Outline annotation records.
....

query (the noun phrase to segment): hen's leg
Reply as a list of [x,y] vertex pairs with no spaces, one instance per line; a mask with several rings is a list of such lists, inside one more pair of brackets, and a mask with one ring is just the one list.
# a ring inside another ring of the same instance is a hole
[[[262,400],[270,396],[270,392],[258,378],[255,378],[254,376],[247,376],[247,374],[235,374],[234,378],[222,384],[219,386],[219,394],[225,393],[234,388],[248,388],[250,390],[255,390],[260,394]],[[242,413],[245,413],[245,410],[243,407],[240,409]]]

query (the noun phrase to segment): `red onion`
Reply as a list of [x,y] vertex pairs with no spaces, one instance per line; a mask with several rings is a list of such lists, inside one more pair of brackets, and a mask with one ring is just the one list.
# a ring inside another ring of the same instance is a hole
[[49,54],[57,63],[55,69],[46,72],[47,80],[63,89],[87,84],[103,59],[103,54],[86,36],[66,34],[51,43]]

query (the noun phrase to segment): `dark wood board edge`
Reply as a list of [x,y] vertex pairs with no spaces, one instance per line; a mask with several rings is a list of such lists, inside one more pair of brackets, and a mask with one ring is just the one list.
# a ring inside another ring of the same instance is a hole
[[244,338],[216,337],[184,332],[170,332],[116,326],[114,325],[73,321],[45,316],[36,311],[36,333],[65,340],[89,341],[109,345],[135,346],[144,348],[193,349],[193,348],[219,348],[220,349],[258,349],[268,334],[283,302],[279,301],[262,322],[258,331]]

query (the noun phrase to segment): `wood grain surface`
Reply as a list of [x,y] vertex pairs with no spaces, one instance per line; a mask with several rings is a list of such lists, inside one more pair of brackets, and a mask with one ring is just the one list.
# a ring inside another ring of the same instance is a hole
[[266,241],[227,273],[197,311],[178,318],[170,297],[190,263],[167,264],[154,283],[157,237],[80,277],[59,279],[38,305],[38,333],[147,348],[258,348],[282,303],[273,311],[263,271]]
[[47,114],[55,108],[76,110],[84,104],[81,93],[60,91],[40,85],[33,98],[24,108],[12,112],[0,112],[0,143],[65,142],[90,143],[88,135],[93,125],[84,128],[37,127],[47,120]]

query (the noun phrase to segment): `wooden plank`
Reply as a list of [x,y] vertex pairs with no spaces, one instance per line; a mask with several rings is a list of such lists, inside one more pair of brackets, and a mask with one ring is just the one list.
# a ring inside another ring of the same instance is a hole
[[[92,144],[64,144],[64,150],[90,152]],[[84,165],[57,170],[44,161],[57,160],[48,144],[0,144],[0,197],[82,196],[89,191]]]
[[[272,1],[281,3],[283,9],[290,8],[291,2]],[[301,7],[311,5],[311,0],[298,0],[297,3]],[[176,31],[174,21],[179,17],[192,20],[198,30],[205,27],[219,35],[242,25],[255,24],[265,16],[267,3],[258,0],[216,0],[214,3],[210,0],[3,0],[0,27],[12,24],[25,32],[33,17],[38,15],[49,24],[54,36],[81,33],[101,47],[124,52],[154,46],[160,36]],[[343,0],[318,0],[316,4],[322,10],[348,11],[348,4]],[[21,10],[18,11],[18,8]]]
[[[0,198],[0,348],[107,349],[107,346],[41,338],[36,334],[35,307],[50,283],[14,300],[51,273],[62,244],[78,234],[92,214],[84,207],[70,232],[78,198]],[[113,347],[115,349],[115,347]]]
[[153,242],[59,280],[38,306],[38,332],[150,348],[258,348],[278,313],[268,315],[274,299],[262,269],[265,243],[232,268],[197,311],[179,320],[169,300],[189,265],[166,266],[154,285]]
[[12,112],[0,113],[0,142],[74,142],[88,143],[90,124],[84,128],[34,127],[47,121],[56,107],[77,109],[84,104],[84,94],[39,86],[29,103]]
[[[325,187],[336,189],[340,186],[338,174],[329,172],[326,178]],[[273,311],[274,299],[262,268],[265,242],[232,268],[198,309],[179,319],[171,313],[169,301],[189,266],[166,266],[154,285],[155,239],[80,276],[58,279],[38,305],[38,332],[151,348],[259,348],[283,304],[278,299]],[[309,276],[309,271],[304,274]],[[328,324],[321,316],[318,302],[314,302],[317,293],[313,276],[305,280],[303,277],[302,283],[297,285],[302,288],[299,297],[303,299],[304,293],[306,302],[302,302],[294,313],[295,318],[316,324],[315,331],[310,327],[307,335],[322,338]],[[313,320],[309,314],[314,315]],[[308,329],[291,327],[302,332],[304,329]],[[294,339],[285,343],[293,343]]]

....

Copy every record above exactly as it appears.

THE SOLUTION.
query (the noun phrase to segment): hen's leg
Reply as a list of [x,y] vertex pairs with no spaces, one instance per line; a mask with several rings is a list of such lists, inside one more pair of brackets, and a mask with one ring is just the one list.
# a ring inside another ring of the same instance is a hole
[[[262,400],[270,396],[270,392],[258,378],[255,378],[254,376],[247,376],[247,374],[235,374],[234,378],[222,384],[219,386],[219,394],[225,393],[234,388],[248,388],[250,390],[255,390],[260,394]],[[242,413],[245,413],[245,410],[243,407],[240,409]]]

query (the noun phrase to segment): `red onion`
Reply as a list of [x,y] vertex pairs with no spaces, one instance per line; a mask with several rings is a list of such lists, inside one more pair of brackets, and a mask with one ring is just the one list.
# a ring inside another ring of the same instance is a hole
[[49,54],[57,63],[55,69],[46,72],[47,80],[63,89],[87,84],[103,59],[103,54],[86,36],[66,34],[51,43]]

query (the noun phrase to segment): `dark wood board edge`
Reply as a list of [x,y] vertex pairs with no spaces, one instance per line; a mask with several rings is a list of such lists, inside one more pair of brackets, and a mask with one ring is just the one list.
# a ring inside another ring of the same instance is a hole
[[244,338],[216,337],[184,332],[170,332],[116,326],[114,325],[73,321],[45,316],[36,311],[36,333],[65,340],[89,341],[109,345],[135,346],[144,348],[193,349],[193,348],[219,348],[220,349],[258,349],[268,334],[283,302],[279,301],[262,322],[258,331]]

query (the noun phrase to segment): `wood grain surface`
Reply as a list of [x,y] vertex pairs with no spaces, one instance per line; a mask with several rings is a list of such lists, inside one more pair of brackets, and a mask with one ring is just the one list.
# a ring inside another ring of the same instance is a hole
[[266,241],[227,273],[197,311],[178,318],[170,297],[190,263],[167,264],[154,283],[157,237],[80,277],[59,279],[38,305],[38,333],[147,348],[258,348],[282,303],[273,311],[263,271]]
[[47,114],[55,108],[76,110],[84,104],[81,93],[60,91],[40,85],[33,98],[24,108],[12,112],[0,112],[0,143],[65,142],[90,143],[88,135],[93,125],[84,128],[37,127],[47,120]]

query (the noun phrase to segment): `wooden plank`
Reply as a list of [x,y] vertex pairs with no spaces, one instance per line; a mask with several rings is a list of such lists, inside one more pair of brackets, and a mask with one ring is just the one list.
# a ring inside another ring of the same instance is a hole
[[[92,144],[64,144],[64,150],[90,152]],[[84,165],[57,170],[44,161],[57,160],[48,144],[0,144],[0,197],[82,196],[89,191]]]
[[[272,1],[281,3],[283,9],[290,8],[291,2]],[[301,7],[311,5],[311,0],[298,0],[297,3]],[[176,31],[174,21],[179,17],[192,20],[198,30],[205,27],[219,35],[242,25],[255,24],[265,16],[267,3],[258,0],[216,0],[214,3],[210,0],[3,0],[0,27],[12,24],[25,32],[33,17],[38,15],[49,24],[54,36],[81,33],[101,47],[124,52],[154,46],[160,36]],[[343,0],[318,0],[316,4],[322,10],[348,11],[348,4]],[[21,10],[18,11],[18,8]]]
[[[0,198],[0,348],[107,349],[107,346],[41,338],[36,334],[35,307],[50,283],[14,300],[51,273],[62,244],[78,234],[92,214],[84,207],[70,232],[78,198]],[[113,347],[115,349],[115,347]]]
[[153,242],[59,280],[38,306],[38,332],[150,348],[258,348],[278,313],[268,315],[274,299],[262,269],[265,243],[232,268],[197,311],[179,320],[169,300],[189,265],[166,266],[154,285]]
[[12,112],[0,113],[0,142],[74,142],[88,143],[90,124],[84,128],[34,127],[47,121],[56,107],[77,109],[84,104],[84,94],[39,86],[29,103]]
[[[325,187],[336,189],[340,186],[338,174],[329,172],[326,178]],[[273,311],[274,299],[262,268],[265,242],[232,268],[198,309],[179,319],[171,313],[169,301],[189,266],[166,266],[154,285],[155,239],[80,276],[58,279],[38,305],[38,332],[151,348],[259,348],[283,304],[278,299]],[[309,276],[309,271],[304,274]],[[328,324],[321,316],[318,302],[314,302],[317,293],[313,276],[305,280],[303,277],[302,283],[297,285],[302,288],[299,297],[303,299],[304,293],[306,302],[302,302],[294,313],[295,318],[316,324],[315,331],[310,327],[307,335],[322,338]],[[313,320],[309,314],[314,315]],[[308,329],[291,327],[302,332],[304,329]],[[294,339],[285,343],[293,343]]]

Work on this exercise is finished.